DIRECTION ->
Transcribe verbatim every line from the line containing "the concrete slab" to the end of the entries, including both endpoints. Output nothing beyond those lines.

RECORDED DATA ->
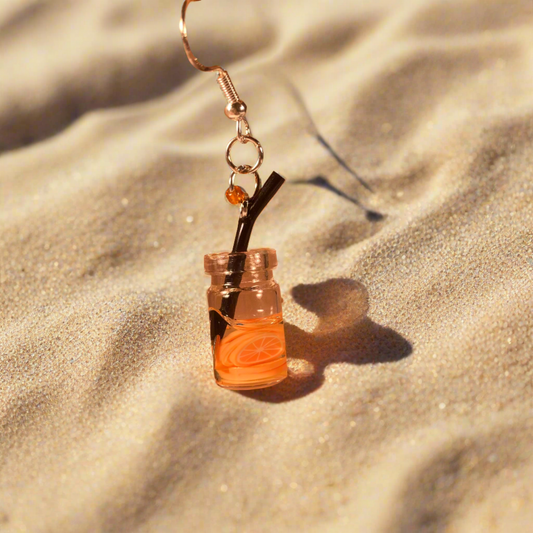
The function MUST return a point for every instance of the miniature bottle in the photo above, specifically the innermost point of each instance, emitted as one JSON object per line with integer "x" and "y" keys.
{"x": 247, "y": 334}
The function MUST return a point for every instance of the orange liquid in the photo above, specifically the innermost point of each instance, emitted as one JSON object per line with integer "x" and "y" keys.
{"x": 251, "y": 355}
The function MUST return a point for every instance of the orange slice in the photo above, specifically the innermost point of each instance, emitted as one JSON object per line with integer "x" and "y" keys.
{"x": 262, "y": 349}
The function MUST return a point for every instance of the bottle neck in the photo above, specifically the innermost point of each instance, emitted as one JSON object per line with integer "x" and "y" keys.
{"x": 241, "y": 279}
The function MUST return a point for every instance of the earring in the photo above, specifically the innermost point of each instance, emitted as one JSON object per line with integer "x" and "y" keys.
{"x": 246, "y": 322}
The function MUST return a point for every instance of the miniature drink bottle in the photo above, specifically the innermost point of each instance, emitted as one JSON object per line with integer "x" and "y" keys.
{"x": 247, "y": 335}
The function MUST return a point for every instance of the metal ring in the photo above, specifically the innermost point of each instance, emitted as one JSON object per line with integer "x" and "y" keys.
{"x": 260, "y": 155}
{"x": 258, "y": 183}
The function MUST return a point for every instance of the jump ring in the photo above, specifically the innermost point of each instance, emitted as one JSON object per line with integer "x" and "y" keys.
{"x": 260, "y": 155}
{"x": 248, "y": 130}
{"x": 258, "y": 183}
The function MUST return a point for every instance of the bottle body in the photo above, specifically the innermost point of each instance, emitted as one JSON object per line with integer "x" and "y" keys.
{"x": 246, "y": 321}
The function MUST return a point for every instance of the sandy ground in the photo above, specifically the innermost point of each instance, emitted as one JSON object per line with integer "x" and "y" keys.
{"x": 408, "y": 306}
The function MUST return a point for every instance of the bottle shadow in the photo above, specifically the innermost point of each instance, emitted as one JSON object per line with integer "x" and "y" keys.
{"x": 344, "y": 334}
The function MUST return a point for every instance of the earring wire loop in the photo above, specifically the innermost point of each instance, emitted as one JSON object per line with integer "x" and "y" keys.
{"x": 192, "y": 58}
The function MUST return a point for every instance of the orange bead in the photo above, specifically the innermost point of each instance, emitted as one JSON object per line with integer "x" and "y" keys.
{"x": 236, "y": 196}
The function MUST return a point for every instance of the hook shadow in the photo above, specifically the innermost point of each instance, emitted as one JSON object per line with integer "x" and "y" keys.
{"x": 344, "y": 334}
{"x": 324, "y": 183}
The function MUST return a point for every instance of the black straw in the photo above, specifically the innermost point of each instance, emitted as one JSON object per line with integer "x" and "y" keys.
{"x": 237, "y": 259}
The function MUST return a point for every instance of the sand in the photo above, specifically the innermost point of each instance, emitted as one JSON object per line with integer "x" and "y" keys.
{"x": 408, "y": 307}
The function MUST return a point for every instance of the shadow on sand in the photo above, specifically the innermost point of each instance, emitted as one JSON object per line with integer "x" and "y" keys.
{"x": 344, "y": 334}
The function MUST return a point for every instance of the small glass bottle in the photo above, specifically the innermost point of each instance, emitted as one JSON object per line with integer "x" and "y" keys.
{"x": 247, "y": 335}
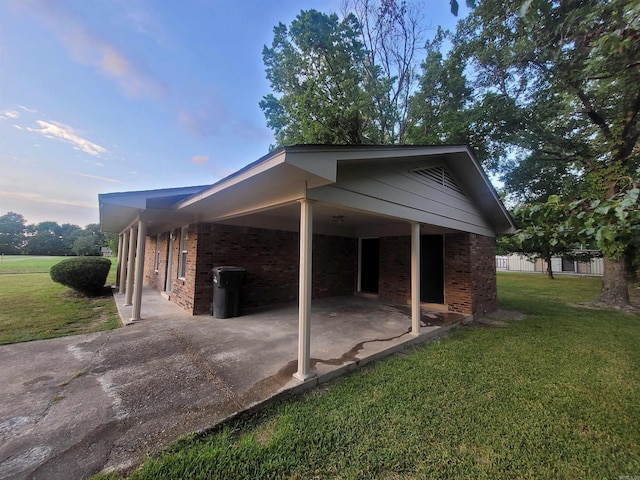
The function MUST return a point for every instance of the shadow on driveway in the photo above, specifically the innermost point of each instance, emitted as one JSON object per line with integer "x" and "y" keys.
{"x": 71, "y": 407}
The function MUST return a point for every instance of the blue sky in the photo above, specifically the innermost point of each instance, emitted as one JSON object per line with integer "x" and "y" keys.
{"x": 100, "y": 96}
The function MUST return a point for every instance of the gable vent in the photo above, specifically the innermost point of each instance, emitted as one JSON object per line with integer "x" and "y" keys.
{"x": 440, "y": 176}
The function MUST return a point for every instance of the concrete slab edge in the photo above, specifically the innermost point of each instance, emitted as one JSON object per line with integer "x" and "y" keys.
{"x": 295, "y": 390}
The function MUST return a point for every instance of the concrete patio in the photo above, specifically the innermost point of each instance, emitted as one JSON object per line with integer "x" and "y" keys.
{"x": 73, "y": 406}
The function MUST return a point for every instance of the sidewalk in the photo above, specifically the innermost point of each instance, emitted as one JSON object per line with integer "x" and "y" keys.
{"x": 73, "y": 406}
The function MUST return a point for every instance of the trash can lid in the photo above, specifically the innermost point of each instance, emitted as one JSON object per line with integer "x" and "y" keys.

THE RESULT ->
The function MUST return a point for every instance of the concrete slab edge in the photo above, specifically the innermost point of each instance, emitted as one JSON object per line with integer "x" and "y" keys.
{"x": 295, "y": 390}
The function MUST return a point for every instance of the concrete patio in the photo above, specifically the innermost point of each instance, emitted as one JSON object per line with integer "x" and "y" keys.
{"x": 73, "y": 406}
The function MUST return a point for every instance of the sidewalk in the photo above, specifically the innermost point of each instance, emitted as one JSON object per line with integer "x" and "y" keys.
{"x": 73, "y": 406}
The function MUST return a point for every instance of the trash can lid in the photo above, specifically the innermost point of each instance, emitted as one JSON object per line with integer "x" and "y" keys.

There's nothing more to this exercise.